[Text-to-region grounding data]
────────

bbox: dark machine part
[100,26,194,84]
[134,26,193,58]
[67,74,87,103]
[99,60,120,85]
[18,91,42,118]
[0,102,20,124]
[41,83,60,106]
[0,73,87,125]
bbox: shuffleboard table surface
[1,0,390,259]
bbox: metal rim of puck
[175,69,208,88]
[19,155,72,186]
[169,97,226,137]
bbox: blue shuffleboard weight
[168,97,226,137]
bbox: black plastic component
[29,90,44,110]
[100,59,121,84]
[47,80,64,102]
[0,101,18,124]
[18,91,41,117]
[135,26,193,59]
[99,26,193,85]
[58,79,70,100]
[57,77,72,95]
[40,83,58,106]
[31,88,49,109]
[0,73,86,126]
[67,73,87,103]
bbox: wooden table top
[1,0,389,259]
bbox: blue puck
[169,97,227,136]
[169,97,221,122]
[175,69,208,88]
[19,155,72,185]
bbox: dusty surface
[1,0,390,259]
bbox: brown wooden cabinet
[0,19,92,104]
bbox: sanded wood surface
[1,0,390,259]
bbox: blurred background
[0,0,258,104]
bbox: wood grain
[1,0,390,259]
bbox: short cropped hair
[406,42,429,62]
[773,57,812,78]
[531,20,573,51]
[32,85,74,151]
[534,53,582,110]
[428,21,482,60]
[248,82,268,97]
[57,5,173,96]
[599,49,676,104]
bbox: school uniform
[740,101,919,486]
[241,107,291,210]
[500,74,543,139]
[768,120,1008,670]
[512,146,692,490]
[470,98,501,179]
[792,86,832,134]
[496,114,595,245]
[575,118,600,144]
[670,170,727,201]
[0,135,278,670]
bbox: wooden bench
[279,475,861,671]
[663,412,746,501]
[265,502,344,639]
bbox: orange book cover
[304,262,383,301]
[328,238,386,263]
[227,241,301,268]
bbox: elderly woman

────────

## Activity
All of the entries above should be written out again exactly.

## Completed task
bbox: dark machine part
[100,26,194,84]
[134,26,193,58]
[67,74,87,103]
[99,60,120,85]
[18,91,42,118]
[0,102,20,124]
[41,83,60,106]
[0,73,87,125]
bbox: shuffleboard table surface
[1,0,390,259]
bbox: metal rim of puck
[175,69,208,88]
[19,155,72,186]
[169,97,226,137]
bbox: blue shuffleboard weight
[168,97,226,137]
bbox: black plastic component
[29,90,44,110]
[100,59,121,84]
[47,80,64,102]
[0,101,18,124]
[18,91,41,117]
[135,26,193,59]
[99,26,193,85]
[58,79,70,100]
[57,77,72,95]
[40,83,58,106]
[31,88,49,109]
[0,73,86,126]
[67,73,87,103]
bbox: wooden table top
[1,0,389,259]
bbox: blue puck
[169,97,227,136]
[169,97,221,122]
[175,69,208,88]
[19,155,72,185]
bbox: dusty surface
[1,0,390,259]
bbox: brown wooden cabinet
[0,19,92,104]
bbox: sanded wood surface
[1,0,390,259]
bbox: blurred background
[0,0,258,104]
bbox: wood grain
[1,0,390,259]
bbox: short cropped hair
[406,42,429,62]
[773,57,812,78]
[531,20,573,51]
[32,85,74,151]
[534,53,582,110]
[428,21,482,60]
[248,82,268,97]
[57,5,173,96]
[599,49,676,104]
bbox: school uniform
[740,101,919,486]
[241,107,291,210]
[500,74,543,139]
[768,120,1008,670]
[512,146,692,490]
[470,98,501,179]
[792,86,832,134]
[496,114,595,245]
[575,118,600,144]
[670,170,727,201]
[0,135,278,670]
bbox: wooden bench
[279,475,861,671]
[663,412,746,501]
[265,502,344,639]
bbox: orange book cover
[304,262,383,301]
[328,238,386,263]
[227,241,301,268]
bbox: elderly woman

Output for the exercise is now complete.